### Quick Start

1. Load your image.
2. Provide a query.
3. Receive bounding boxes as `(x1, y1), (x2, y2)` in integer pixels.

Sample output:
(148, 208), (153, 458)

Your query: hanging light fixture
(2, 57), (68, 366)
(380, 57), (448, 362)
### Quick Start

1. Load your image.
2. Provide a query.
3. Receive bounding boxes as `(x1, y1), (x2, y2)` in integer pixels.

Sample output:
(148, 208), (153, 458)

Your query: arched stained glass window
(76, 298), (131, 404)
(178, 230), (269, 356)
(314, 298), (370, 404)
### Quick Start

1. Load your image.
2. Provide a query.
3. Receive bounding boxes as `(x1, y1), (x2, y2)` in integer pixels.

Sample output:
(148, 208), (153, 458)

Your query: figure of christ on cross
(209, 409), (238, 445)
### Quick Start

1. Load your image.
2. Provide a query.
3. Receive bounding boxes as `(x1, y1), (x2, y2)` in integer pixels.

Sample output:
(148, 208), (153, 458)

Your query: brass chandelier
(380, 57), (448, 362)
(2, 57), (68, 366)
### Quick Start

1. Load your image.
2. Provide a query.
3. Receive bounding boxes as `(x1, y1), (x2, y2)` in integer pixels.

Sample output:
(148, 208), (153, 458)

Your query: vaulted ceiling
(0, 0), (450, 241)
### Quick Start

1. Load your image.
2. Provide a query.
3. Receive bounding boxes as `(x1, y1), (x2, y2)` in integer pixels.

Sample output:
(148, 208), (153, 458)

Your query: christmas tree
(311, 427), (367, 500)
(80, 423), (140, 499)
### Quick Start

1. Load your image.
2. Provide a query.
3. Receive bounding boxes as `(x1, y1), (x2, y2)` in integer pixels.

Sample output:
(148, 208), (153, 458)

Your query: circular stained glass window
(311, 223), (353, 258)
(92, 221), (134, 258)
==
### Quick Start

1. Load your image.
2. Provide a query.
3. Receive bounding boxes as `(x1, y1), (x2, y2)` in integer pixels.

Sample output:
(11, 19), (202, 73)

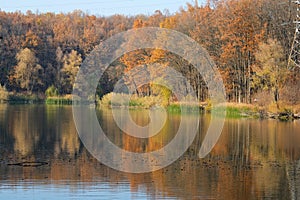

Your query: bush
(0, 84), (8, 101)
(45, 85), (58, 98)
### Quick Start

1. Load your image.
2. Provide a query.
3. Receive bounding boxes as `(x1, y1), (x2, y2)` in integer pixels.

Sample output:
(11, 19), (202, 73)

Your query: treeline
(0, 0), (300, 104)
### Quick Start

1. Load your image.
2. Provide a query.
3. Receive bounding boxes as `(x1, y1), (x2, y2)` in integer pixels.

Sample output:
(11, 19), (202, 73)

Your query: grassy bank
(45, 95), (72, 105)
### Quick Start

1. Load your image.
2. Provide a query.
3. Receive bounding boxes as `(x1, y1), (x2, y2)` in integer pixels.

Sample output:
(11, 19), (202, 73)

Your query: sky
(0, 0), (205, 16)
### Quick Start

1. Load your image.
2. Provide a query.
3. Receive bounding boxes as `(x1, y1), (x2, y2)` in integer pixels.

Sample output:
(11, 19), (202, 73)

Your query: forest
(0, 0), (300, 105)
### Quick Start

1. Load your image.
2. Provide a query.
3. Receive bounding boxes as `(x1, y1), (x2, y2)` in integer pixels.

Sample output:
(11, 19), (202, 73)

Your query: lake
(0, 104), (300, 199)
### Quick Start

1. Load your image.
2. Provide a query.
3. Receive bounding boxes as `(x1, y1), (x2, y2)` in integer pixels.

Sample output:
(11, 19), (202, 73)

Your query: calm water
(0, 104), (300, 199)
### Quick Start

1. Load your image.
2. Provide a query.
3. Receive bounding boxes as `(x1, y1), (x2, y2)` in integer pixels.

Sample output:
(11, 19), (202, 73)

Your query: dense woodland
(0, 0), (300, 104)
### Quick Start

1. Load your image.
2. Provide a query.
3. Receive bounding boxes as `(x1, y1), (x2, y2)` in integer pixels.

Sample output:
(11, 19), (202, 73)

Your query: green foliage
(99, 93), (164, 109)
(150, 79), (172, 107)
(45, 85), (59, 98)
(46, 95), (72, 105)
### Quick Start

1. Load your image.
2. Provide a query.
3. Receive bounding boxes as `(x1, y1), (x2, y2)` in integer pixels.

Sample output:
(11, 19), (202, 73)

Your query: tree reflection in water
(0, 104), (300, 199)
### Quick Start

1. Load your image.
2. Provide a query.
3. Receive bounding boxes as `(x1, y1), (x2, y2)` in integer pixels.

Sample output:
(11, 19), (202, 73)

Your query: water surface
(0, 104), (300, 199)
...
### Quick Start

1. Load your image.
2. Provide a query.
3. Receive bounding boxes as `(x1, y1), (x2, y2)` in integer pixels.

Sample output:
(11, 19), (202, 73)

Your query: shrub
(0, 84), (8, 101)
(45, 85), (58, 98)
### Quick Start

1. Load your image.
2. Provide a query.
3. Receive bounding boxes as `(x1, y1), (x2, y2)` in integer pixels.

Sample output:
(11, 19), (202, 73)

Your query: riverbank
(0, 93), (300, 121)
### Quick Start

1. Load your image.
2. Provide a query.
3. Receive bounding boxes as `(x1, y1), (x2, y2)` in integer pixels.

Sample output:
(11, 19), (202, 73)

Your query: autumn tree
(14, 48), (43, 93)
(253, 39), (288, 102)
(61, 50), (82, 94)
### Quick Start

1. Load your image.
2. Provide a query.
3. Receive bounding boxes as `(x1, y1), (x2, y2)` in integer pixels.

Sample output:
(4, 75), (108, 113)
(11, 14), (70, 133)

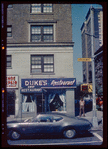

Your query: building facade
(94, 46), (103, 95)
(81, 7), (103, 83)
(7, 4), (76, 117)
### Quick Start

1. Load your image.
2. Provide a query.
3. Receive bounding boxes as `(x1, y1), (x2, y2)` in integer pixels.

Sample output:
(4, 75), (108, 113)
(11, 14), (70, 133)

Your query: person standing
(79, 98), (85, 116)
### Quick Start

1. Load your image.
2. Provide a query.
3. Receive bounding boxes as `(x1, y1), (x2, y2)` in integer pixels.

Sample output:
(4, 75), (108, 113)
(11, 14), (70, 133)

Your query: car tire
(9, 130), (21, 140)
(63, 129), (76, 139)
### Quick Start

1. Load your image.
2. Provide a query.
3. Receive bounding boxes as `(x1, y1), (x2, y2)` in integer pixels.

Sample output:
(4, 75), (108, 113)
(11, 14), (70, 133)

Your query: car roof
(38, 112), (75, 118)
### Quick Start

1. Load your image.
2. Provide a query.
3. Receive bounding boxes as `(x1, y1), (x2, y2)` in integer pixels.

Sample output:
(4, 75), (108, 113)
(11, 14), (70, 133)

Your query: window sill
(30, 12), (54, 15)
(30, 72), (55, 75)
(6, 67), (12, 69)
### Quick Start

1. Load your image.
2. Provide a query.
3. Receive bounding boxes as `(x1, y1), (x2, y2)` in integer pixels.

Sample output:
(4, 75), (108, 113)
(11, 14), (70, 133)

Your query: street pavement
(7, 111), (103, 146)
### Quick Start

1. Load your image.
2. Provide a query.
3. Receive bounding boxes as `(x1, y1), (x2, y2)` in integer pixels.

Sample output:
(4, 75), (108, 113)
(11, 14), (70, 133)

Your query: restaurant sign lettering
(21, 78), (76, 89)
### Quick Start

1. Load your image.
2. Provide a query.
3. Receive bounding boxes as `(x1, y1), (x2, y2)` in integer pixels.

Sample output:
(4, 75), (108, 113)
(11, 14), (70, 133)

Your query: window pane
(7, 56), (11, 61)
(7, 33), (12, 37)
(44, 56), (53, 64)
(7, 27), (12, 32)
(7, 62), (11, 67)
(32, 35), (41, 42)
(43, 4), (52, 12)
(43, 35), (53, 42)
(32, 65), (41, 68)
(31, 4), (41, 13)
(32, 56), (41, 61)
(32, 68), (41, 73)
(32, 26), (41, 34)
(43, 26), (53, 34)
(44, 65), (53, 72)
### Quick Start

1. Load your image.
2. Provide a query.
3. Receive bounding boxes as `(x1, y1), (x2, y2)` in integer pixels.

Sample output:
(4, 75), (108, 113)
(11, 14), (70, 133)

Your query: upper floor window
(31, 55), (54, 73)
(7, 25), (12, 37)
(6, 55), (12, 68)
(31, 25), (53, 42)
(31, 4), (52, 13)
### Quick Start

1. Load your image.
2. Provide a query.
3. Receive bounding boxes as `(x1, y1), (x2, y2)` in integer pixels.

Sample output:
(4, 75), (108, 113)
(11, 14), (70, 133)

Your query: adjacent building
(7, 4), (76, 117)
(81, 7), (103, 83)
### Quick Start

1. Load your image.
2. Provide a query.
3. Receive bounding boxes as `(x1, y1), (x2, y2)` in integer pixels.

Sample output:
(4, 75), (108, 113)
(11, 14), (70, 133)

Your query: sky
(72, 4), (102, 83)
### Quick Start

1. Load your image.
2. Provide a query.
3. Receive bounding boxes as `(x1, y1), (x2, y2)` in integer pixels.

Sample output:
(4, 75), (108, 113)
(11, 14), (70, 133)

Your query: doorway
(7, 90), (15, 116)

_Problem_
Pick out each line in the records above that contains the word "water", and copy those lines in full.

_Output below_
Your query: calm water
Your query: tree reflection in water
Your query: water surface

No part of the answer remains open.